§ Required task:
Give the items from the start through the line with "left=500, top=0, right=521, bottom=20" as a two-column CSV with the headers item_text and answer. Use one row per item, put each field in quotes, and replace line breaks with spaces.

§ Provided records:

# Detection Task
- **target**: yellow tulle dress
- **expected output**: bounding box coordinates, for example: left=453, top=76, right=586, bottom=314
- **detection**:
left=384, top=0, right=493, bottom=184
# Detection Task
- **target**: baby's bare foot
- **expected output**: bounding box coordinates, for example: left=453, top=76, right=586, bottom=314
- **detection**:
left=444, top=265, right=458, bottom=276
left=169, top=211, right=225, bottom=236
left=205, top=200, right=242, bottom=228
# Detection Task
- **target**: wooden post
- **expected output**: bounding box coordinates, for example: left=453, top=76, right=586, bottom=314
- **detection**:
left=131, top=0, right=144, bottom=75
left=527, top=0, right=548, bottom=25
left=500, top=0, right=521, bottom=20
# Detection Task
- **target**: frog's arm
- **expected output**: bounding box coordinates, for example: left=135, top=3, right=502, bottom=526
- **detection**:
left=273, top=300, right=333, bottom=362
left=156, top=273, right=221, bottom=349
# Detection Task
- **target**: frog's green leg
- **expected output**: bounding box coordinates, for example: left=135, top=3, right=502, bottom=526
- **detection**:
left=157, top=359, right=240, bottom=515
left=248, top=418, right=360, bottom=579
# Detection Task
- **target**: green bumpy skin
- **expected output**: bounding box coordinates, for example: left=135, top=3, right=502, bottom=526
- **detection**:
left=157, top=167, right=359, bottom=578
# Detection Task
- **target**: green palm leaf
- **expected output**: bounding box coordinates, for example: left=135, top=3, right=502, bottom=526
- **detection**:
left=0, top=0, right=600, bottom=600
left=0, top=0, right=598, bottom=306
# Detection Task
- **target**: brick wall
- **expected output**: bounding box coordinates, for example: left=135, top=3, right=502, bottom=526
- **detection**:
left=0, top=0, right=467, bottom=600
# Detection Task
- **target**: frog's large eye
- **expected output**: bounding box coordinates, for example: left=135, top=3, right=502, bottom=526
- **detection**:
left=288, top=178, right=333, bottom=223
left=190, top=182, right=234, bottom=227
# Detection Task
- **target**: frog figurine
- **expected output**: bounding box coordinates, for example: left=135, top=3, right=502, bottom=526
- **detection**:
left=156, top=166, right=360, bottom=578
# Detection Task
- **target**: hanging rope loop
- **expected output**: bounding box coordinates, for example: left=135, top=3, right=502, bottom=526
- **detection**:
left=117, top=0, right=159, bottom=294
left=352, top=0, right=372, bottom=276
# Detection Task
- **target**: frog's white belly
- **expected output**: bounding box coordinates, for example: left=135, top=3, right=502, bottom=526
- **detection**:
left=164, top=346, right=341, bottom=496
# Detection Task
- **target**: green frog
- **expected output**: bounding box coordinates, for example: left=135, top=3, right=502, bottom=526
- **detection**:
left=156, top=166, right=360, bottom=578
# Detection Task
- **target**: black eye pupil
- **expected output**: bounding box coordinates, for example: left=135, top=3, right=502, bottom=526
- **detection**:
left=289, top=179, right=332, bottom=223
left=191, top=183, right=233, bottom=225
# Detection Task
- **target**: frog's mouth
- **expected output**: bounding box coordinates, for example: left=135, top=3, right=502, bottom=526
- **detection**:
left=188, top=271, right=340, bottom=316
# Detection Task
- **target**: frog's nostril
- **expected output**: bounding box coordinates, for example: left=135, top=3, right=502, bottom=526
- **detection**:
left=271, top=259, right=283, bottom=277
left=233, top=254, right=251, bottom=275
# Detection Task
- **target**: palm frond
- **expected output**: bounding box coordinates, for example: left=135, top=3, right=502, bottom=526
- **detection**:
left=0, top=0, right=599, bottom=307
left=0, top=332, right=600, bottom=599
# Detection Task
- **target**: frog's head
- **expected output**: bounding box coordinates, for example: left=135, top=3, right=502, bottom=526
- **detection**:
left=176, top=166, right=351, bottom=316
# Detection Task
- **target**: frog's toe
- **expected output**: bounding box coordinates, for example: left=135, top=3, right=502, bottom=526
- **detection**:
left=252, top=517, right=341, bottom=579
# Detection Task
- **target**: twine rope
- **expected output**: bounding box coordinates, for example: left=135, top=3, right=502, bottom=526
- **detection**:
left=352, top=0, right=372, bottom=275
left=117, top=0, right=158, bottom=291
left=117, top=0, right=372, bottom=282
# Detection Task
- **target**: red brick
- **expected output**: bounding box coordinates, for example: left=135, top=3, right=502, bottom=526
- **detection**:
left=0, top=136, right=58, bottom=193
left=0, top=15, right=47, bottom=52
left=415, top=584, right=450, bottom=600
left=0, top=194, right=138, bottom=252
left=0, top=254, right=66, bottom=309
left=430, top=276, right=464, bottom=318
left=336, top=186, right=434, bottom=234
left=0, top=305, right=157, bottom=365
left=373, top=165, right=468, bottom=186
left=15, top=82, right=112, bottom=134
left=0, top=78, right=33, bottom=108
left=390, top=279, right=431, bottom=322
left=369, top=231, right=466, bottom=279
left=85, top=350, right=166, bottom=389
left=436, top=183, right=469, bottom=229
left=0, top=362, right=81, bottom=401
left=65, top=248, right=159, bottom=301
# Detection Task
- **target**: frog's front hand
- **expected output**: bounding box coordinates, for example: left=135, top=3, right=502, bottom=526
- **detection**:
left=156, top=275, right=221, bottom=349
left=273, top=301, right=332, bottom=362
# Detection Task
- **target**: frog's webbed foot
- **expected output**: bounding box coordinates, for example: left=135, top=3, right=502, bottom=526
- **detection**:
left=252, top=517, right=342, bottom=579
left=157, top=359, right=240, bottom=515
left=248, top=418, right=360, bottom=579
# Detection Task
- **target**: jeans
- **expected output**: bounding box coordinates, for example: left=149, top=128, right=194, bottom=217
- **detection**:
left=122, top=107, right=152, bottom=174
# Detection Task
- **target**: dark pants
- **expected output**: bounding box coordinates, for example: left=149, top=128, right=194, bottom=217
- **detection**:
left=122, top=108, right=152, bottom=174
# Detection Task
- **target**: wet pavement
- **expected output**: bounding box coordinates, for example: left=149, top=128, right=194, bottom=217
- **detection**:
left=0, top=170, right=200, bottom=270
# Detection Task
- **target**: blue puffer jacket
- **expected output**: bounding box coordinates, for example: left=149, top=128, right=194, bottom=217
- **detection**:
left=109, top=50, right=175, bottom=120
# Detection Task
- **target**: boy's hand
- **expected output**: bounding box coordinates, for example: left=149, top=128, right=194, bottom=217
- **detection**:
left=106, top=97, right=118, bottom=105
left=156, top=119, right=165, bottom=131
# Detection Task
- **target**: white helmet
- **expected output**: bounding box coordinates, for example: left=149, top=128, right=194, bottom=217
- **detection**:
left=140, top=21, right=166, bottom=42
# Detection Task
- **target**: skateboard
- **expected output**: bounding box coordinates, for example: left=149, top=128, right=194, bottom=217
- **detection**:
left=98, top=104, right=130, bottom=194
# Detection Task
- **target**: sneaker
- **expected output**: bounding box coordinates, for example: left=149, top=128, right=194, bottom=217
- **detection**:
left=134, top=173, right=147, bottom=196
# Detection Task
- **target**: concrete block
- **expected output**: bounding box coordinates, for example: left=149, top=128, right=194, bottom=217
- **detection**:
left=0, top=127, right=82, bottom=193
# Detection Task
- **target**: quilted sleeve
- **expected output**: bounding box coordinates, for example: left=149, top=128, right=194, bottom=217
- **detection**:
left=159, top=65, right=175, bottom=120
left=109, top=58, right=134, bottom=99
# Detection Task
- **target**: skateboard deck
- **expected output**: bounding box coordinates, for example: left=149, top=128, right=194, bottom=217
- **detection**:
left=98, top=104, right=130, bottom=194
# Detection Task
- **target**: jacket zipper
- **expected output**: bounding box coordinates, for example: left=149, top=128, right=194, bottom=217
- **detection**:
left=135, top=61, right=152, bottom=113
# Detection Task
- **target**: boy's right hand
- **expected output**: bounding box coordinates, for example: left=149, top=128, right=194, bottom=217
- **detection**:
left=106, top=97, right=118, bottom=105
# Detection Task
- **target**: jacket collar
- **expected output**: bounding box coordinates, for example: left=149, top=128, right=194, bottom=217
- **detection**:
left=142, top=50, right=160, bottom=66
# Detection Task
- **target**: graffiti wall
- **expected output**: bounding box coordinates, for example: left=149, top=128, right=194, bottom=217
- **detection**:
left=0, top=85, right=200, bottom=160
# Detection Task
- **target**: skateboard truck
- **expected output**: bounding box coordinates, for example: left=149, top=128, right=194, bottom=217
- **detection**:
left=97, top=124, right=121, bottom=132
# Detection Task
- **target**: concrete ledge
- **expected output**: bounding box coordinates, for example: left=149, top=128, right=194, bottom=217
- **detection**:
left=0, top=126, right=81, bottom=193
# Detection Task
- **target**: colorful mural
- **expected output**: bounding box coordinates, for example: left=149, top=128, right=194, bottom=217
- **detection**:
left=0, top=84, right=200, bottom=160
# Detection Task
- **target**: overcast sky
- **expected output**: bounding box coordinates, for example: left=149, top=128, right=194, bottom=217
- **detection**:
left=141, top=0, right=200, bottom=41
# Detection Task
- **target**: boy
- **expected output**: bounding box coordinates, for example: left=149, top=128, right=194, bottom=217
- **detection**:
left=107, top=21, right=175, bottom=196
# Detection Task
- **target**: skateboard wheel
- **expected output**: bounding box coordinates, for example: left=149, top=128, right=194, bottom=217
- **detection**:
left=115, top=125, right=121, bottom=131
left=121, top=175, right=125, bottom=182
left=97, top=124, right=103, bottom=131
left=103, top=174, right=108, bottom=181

§ Correct result:
item_text,answer
"# Detection Task - **target**: yellow tulle dress - **expected output**: bounding box coordinates, for example: left=453, top=76, right=586, bottom=314 - **detection**:","left=384, top=0, right=493, bottom=184"
"# Detection Task - **target**: baby's bare foot - **expected output**: bounding box coordinates, for example: left=453, top=76, right=586, bottom=314 - **detection**:","left=444, top=265, right=458, bottom=276 left=169, top=211, right=225, bottom=236 left=205, top=200, right=242, bottom=228"
"# Detection Task - **target**: wooden post - **expected output**: bounding box coordinates, for example: left=453, top=76, right=586, bottom=314 - **detection**:","left=131, top=0, right=144, bottom=75 left=527, top=0, right=548, bottom=25 left=500, top=0, right=521, bottom=20"